What this task involves:
Go through the entries that follow and count every line with the string "clicks". Reply with the number only.

Extracted records:
+-------+
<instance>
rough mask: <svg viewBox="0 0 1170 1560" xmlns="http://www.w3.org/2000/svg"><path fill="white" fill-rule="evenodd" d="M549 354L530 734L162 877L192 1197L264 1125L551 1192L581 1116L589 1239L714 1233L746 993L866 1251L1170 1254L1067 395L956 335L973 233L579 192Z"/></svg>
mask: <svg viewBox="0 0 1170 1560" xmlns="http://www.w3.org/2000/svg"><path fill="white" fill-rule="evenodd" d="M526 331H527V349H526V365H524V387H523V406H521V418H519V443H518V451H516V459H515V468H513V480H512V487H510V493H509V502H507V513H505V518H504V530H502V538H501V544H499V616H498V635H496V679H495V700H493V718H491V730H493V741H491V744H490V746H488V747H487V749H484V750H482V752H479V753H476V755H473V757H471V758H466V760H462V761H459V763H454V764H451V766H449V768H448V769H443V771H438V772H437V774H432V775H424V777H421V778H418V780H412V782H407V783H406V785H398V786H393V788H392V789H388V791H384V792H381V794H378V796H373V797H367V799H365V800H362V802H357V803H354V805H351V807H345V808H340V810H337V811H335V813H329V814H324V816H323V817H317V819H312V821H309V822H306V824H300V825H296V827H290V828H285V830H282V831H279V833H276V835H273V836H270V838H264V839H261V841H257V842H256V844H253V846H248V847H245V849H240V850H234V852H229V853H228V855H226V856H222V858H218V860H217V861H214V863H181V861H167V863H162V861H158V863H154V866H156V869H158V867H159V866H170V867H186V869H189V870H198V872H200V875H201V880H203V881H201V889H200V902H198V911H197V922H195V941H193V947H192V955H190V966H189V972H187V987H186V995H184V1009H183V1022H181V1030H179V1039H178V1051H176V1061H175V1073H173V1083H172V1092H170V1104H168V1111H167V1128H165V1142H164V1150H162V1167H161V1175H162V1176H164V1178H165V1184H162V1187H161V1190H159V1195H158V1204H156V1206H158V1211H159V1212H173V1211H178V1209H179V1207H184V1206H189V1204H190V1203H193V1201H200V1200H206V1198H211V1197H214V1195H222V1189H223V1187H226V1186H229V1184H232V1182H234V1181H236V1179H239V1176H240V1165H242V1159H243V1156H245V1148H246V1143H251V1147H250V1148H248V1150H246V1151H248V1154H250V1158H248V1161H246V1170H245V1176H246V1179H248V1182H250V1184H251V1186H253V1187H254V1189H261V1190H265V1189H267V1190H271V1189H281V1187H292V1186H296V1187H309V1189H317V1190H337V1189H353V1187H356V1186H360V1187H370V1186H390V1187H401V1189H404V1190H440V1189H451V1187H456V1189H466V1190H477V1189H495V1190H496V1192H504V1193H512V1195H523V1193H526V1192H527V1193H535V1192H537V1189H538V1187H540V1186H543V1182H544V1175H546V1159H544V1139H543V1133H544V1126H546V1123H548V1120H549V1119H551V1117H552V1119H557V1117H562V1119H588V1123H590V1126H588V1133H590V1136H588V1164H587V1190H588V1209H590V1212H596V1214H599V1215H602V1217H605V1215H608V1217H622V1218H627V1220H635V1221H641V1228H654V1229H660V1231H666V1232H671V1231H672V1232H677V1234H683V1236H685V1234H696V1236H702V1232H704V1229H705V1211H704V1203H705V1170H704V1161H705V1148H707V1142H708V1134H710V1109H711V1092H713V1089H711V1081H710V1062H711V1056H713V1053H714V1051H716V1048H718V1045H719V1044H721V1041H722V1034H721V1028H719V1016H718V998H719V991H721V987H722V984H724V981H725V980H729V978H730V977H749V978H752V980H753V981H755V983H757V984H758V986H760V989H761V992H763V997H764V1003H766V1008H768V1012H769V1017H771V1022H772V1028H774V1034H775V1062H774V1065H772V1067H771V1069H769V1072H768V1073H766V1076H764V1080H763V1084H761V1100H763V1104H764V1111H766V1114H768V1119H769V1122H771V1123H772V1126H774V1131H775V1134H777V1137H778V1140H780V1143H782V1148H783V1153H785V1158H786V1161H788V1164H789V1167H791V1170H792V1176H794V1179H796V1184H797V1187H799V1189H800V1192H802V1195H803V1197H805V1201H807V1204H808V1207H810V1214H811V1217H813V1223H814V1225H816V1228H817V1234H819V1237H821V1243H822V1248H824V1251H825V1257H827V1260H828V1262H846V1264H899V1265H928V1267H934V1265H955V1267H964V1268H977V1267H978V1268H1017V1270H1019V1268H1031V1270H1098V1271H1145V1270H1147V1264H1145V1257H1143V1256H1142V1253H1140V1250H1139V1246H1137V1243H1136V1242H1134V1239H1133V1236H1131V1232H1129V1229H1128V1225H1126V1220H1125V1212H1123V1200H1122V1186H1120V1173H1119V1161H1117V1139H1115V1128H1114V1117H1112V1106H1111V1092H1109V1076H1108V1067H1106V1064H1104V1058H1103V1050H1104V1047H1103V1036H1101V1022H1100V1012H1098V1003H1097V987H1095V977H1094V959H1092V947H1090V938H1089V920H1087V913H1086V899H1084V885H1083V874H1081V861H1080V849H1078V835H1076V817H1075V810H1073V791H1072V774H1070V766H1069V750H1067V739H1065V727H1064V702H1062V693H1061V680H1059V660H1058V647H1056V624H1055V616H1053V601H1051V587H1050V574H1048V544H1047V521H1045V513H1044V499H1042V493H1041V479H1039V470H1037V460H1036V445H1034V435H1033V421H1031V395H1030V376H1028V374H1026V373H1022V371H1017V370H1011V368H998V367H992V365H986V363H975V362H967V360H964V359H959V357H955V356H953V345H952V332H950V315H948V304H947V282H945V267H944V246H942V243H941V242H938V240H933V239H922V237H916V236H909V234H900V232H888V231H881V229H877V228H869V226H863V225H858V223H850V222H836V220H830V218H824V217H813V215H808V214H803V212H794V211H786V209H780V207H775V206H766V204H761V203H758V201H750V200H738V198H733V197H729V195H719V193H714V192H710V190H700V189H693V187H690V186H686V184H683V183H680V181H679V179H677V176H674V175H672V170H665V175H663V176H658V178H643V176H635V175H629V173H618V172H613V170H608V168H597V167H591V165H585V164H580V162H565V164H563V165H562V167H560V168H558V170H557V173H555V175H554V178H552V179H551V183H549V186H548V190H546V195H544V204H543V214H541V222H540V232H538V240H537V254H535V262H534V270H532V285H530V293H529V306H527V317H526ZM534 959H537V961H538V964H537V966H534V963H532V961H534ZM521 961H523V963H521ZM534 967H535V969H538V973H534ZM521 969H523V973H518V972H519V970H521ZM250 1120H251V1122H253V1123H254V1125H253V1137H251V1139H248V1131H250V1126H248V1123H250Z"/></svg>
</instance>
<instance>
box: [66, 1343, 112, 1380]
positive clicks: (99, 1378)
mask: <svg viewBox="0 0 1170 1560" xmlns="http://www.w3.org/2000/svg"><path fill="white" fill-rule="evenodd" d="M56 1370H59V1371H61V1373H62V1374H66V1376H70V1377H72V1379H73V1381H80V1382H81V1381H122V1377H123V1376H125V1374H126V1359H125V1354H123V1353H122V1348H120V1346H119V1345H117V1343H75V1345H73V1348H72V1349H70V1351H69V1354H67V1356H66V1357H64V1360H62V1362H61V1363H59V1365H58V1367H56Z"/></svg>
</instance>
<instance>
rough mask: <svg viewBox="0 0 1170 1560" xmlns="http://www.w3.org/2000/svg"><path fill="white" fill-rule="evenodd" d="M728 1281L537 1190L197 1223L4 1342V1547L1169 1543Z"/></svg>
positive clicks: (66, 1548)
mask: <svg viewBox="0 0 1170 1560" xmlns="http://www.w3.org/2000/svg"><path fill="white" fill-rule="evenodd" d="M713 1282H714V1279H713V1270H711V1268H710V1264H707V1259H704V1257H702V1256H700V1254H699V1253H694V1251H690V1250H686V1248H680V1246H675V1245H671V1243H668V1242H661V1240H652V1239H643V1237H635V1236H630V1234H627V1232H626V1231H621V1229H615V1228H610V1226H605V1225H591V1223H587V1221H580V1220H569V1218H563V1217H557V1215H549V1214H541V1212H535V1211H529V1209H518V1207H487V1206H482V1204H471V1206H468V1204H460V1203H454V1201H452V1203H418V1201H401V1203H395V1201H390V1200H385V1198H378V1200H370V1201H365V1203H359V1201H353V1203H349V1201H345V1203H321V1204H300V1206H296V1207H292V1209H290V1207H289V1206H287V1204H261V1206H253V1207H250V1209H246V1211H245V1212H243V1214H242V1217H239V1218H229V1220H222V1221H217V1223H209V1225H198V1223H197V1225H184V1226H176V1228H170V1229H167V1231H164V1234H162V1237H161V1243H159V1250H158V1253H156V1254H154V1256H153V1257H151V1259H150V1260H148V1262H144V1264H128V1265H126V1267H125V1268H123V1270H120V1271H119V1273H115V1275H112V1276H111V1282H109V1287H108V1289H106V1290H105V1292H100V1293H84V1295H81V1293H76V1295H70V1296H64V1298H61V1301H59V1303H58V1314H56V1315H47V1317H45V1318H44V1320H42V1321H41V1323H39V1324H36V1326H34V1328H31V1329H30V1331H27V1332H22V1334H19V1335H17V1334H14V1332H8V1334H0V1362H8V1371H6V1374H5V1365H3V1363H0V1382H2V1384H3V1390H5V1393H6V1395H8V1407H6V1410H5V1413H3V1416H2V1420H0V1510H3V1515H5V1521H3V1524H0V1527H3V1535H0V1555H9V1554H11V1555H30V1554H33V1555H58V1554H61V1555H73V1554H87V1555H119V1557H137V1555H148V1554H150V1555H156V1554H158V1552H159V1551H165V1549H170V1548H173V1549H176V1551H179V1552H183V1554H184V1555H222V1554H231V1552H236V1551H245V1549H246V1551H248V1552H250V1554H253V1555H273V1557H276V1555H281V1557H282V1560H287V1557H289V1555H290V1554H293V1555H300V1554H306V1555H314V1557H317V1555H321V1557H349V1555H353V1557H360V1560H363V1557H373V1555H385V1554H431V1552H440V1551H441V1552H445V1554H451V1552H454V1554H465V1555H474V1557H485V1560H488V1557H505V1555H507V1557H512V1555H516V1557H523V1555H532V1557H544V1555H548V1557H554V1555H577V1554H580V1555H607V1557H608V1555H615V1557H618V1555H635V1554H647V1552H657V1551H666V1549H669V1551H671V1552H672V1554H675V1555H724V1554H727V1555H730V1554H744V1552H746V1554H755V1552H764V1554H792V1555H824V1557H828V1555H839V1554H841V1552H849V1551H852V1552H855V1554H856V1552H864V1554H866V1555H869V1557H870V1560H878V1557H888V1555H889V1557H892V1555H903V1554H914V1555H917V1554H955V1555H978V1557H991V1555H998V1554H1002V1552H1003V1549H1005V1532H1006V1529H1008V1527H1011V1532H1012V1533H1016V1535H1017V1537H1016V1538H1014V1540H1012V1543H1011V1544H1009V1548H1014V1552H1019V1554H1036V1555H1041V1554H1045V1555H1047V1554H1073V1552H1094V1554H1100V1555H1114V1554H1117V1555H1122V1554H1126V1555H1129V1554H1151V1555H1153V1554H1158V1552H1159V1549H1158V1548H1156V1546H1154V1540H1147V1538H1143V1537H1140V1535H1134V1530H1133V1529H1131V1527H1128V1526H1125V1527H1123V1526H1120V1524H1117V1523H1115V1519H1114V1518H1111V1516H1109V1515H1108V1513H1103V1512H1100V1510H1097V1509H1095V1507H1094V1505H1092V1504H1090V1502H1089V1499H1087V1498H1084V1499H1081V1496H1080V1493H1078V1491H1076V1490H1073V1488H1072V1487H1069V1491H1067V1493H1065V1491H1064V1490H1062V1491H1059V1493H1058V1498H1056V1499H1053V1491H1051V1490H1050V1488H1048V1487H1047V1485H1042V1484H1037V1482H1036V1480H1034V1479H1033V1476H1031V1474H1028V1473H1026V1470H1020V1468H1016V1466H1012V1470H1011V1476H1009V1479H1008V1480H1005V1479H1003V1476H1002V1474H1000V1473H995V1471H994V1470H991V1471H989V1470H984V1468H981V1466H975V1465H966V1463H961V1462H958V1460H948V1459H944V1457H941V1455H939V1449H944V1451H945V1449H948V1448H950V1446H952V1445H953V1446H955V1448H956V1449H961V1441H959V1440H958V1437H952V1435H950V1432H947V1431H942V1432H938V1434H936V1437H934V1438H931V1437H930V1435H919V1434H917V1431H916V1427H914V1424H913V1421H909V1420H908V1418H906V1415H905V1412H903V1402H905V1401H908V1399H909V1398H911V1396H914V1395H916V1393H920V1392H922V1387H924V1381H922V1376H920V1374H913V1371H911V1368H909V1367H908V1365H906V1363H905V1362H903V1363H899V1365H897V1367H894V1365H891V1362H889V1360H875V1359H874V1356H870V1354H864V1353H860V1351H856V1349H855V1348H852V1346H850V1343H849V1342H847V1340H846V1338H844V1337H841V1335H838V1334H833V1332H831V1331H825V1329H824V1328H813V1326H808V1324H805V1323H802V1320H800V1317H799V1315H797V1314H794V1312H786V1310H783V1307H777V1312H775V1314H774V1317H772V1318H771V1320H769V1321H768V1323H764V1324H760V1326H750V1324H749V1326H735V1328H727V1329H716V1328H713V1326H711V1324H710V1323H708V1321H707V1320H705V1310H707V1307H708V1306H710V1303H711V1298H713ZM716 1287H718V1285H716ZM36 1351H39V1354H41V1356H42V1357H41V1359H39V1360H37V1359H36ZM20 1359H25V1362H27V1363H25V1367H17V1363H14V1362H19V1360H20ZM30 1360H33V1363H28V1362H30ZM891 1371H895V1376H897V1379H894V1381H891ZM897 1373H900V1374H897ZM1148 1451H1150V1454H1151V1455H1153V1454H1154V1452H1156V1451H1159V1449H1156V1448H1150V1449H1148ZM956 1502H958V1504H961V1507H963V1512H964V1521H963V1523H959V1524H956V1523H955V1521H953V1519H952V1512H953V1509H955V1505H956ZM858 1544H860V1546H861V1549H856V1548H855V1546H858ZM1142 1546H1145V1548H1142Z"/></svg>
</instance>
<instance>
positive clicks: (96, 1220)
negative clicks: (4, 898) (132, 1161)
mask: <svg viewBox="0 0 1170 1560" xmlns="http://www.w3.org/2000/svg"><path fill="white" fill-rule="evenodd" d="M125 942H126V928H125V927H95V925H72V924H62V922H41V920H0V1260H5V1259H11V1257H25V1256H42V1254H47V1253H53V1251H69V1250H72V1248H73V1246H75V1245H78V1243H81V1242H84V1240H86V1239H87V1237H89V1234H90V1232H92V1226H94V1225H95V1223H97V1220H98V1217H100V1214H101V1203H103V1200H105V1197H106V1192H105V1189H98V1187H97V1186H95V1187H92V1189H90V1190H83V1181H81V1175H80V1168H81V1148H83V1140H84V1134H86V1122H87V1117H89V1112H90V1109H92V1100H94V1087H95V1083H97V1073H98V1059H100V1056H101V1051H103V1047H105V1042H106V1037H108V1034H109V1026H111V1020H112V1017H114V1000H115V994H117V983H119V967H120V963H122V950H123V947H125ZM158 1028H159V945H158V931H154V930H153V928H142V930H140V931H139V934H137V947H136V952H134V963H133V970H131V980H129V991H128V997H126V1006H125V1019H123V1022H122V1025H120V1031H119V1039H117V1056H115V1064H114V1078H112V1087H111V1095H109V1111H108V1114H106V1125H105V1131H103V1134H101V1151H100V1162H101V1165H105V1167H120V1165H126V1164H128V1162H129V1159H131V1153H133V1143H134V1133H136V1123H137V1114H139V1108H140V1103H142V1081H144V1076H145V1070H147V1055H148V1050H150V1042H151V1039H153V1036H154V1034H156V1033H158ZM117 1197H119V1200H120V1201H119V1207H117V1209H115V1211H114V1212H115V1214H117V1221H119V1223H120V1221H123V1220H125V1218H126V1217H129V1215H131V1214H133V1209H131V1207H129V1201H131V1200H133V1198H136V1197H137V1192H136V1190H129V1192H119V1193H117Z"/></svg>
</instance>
+-------+
Task output:
4